4

In Agner Fog's "Optimizing software in C++" it is stated that union forces a variable to be stored in memory even in cases where it otherwise could have been stored in a register, which might have performance implications. (e.g. page 148)

I often see code that looks like this:

struct Vector {
    union {
        struct {
            float x, y, z, w;
        };
        float v[4];
    }
};

This can be quite convenient, but now I'm wondering if there might be potential performance hit. I wrote a small benchmark that compares Vector implementations with and without union and there where cases where the Vector without union apparently performed better, although I don't know how trust-worthy my benchmark is. (I compared three implementations: union; x, y, z, w; v[4]. For example, v[4] seemed to be slower when passed by value, although the structs all have the same size.)

My question now is, whether this is something that people consider when writing actual production code? Do you know of cases where it was decided against unions specifically for this reason?

B_old
  • 1,141
  • 3
  • 12
  • 26
  • 1
    I won't consider it unless I've got a serious performance issue, profiled my code, corrected everything else, and finally pinpointed this realllllly specific point by examining the assembly produced by my compiler. – YSC Mar 03 '17 at 14:52
  • 4
    There is no reason why a `union` cannot be stored in a register besides compilers being bad at optimizing, but that rarely happens in such trivial cases. Also the union you are showing is useless without invoking UB. I would consider getting a different [book](https://stackoverflow.com/questions/388242/the-definitive-c-book-guide-and-list/388282). – nwp Mar 03 '17 at 14:53
  • 5
    From [cppreferene.com](http://en.cppreference.com/w/cpp/language/union#Explanation) : *"It's undefined behavior to read from the member of the union that wasn't most recently written. Many compilers implement, as a non-standard language extension, the ability to read inactive members of a union."* – François Andrieux Mar 03 '17 at 14:54
  • In Agner Fog's "Optimizing software in C++", the mentioned content is not on page 148 but on page 153. Maybe he updated the book? – jg6 Jun 11 '20 at 18:50

2 Answers2

1

It appears the goal is to provide friendly names for elements of a vector type, and union is not the best way to do that. Comments have pointed out the undefined behavior already, and even if it works its a form of aliasing which limits optimization opportunities.

Instead, avoid the whole mess and just add accessors that name the elements.
------
§ **REQUIREMENTS**:
a) In the forum thread on C++ unions and performance, on which page does the last commenter say the union content actually appears in Agner Fog's book?
b) Rewrite the stretch of the forum thread on C++ unions from "It appears the" through "limits optimization opportunities.", swapping "friendly names" for "readable names".
c) Extend the forum thread on C++ unions and performance, picking up after its final sentence.
The records have nothing to do with the forum thread above.

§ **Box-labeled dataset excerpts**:
------
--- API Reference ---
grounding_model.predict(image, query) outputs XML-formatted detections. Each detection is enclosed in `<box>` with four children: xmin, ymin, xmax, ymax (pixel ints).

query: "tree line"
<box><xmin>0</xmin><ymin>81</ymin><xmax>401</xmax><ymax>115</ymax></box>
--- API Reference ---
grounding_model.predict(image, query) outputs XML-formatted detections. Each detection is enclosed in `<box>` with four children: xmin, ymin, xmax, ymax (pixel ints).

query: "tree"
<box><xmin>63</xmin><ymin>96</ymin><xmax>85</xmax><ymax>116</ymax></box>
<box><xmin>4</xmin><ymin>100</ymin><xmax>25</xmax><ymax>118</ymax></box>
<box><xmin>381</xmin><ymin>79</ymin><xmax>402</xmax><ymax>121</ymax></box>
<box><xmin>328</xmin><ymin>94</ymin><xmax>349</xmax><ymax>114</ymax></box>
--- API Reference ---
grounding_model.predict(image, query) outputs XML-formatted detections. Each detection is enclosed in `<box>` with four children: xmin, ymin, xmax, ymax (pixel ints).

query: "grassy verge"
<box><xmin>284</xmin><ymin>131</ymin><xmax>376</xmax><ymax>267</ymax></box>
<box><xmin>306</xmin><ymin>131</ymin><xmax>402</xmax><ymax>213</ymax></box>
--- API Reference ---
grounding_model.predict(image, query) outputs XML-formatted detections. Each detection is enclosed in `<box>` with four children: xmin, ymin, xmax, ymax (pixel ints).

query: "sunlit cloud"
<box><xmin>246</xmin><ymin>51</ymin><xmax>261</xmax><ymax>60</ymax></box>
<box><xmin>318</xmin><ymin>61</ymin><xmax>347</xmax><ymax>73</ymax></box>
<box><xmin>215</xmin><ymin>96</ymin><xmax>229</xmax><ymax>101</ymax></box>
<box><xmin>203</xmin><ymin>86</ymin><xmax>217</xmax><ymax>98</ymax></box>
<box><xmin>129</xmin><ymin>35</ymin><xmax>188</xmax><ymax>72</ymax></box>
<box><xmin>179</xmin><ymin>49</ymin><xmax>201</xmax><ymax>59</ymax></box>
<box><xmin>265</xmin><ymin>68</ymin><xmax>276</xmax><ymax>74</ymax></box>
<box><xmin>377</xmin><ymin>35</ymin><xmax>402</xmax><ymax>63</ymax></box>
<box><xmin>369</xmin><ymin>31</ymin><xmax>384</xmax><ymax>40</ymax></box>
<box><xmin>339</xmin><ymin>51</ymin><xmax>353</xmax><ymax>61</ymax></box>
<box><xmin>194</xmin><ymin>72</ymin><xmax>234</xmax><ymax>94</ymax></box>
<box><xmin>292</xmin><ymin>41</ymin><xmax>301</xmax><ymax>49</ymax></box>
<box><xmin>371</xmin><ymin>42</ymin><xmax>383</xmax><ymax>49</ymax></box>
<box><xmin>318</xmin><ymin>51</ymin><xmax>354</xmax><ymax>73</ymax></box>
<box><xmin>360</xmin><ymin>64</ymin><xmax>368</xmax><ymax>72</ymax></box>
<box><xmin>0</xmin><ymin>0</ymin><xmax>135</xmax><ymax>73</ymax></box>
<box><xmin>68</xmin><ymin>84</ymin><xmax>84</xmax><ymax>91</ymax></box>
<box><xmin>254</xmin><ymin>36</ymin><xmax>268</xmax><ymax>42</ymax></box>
------
§ **EXPECTED RESPONSES**:
a) Page 153.

b)
It appears the goal is to provide readable names for elements of a vector type, and union is not the best way to do that. Comments have pointed out the undefined behavior already, and even if it works its a form of aliasing which limits optimization opportunities.

c)
struct quaternion
{
    float vec[4];
    float &x() { return vec[0]; }
    float &y() { return vec[1]; }
    float &z() { return vec[2]; }
    float &w() { return vec[3]; }
    const float &x() const { return vec[0]; }
    const float &y() const { return vec[1]; }
    const float &z() const { return vec[2]; }
    const float &w() const { return vec[3]; }
}

In fact, much as Eigen does for its quaternion implementation: https://eigen.tuxfamily.org/dox/Quaternion_8h_source.html

Peter
  • 14,559
  • 35
  • 55
  • Does it really limit optimization opportunities, or is it just a matter of confusion "bad" compilers as nwp suggests? – B_old Mar 03 '17 at 15:22
  • Those `void`s confused me for a while. – nwp Mar 03 '17 at 15:50
  • 2
    Those `void` should not be there. It’s the C way to indicate a function with no parameters (in contrast to an arbitrary number of arguments). In C++ this syntax is valid, but redundant and unusual. A function declaration with an empty parameter list means exactly that: no parameters. Also I strongly suggest adding const qualified overloads. As is the convenience accessors are unusable for a `const quaternion`. – besc Mar 03 '17 at 16:38
  • Fixing the old C syntax and adding const overloads, as suggested in the comments. – Peter May 14 '20 at 16:42
1

My question now is, whether this is something that people consider when writing actual production code?

No. That's premature optimization (the union construct itself also is). Once the code is written in somewhat clean and reliable way, it can be profiled and true bottlenecks addressed. No need to reason above some union for 5 minutes to guess whether it will affect performance somewhere in the future. It either will, or will not, and only profiling can tell.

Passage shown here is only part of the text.